# [Text section]
::::

As a partial explanation of my failure to maintain this blog for the last few months, here’s one of the things I’ve been up to:
This month, I have the joy of working with 300 year five and six pupils from Durham City schools to turn their ideas into One Big Story: an epic and imaginative tale that will be published in paperback in October.
This one of the most exciting things I have done for a while; it ticks about a hundred boxes for the things I love doing: creative writing, stimulating other people’s imaginations and helping them to realise their creative ideas, being able to say the magical word “story” about 50 times a day and share my passion for the written word.
I’m working as part of a team alongside Christina Maiden (Off The Page Drama) and Robyn Trainer (Floral Footsteps), running whole day workshops in primary schools, getting children to invent and develop ideas for stories and working collaboratively to forge them into a coherent narrative.
Remarkably, it turns out to be quite possible to take the ideas of 30-40 children at a time and guide them into creating a story together as long as you think on your feet and prepare yourself for almost anything to happen. Not to give too much away, but we are half way through the project already and have five out of ten chapters mapped out. The children have taken us beyond our own imaginations into their own world where there are a lot of fights involving food and an awful lot of ghoulish characters in which the malevolent and comedic are theatrically blended.
It has been very encouraging to see that literacy is alive and kicking in every school we have visited so far; I’m the one getting educated.
In less than a month, we will be holding the book in our hands and you, too, will be able to read what happens when children create the sort of story that they would like to read … watch this space …
Confucius say, “Make a living from what you love and you’ll never work another day in your life” and although this sounds lovely and has become something of a mantra for our times, anyone who has succeeded in making a living from something they love will be able to tell you there is a lot of hard work involved.
One of the effects of the instability of our economic system seems to have been to loosen the concept of career and employment as many people seek to meet their circumstances creatively, develop alternative streams of income, and question why they do what they do and how much it matters anyway. There is a new breed of creative entrepreneurs who have stopped waiting for someone to employ them and given themselves a job instead. They have said, “The future is so uncertain I might as well take things into my own hands and do something I love instead of waiting for the next round of redundancies.”
These are really exciting times and, once a month, over the next year, I will be profiling some of the creative entrepreneurs who have inspired me and continue to offer the companionable reassurance that we are not alone on the hard road to doing what we love for a living.
I have had the pleasure of working with Robyn Trainer of Floral Footsteps (she provides the artwork for Stories from the Borders of Sleep) and being part of her journey over the last year. She kindly agreed to be my first interviewee for the Creative Entrepreneur of the Month series.

::::

# [Information shown]
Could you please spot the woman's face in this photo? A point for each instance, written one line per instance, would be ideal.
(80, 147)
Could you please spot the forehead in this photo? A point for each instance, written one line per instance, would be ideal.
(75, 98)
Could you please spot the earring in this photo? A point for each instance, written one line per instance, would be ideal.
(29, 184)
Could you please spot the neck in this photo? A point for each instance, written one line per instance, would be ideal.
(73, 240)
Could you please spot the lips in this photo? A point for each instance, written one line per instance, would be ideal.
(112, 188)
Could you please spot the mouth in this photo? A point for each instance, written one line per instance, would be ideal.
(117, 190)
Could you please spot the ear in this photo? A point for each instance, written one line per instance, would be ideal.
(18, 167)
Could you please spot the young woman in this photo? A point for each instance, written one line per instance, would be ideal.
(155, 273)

::::

# [Jobs]
#1 For each statement, say whether it agrees with the blog post above. Answer yes or no, and quote the deciding words of the blog post exactly. (a) The project involves 300 pupils from Durham City schools. (b) The finished story will be published in hardback. (c) Seven of the ten chapters have already been mapped out.
#2 Carry the blog post above further, starting right after its final sentence.

# [Answers to the tasks]
#1
(a) Yes: "300 year five and six pupils from Durham City schools"
(b) No: "will be published in paperback in October"
(c) No: "have five out of ten chapters mapped out"

#2
Robyn is a mathematics graduate from Durham who got in the habit of sidestepping the geek label by telling people that she wanted to be a florist one day. She is married to Phil and exercised by a mischievous but adorable spaniel called Samuel. In April 2011, Robyn left her full time job at the Ethical Superstore to give herself fully to her floristry, illustration and photography business, Floral Footsteps. To fully understand how these three strands link together into her unique brand, you really need to see examples of her work and style as displayed on the Floral Footsteps Website.
Robyn says that the combination of three creative practices bounce off one another and although she has a distinctive style that is somehow recognizable in all her work she gets special satisfaction out of creating exactly what a customer wants.
“My work is entirely personal in that each order I create, either a floral arrangement or a bespoke illustration, is unique and designed according to the individual.”
Of course, there is a fourth strand to Robyn’s work, the all-essential business side of things. As anyone who has watched “Dragon’s Den” will know, being outstandingly creative and having business acumen is a very rare combination. Robyn certainly has both, and I dare say the maths comes in handy here, too.
I asked Robyn to give us an insight into her business and offer some thoughts and advice on creative entrepreneurship.
What are you working on at the moment? What’s on the “to do list” this week?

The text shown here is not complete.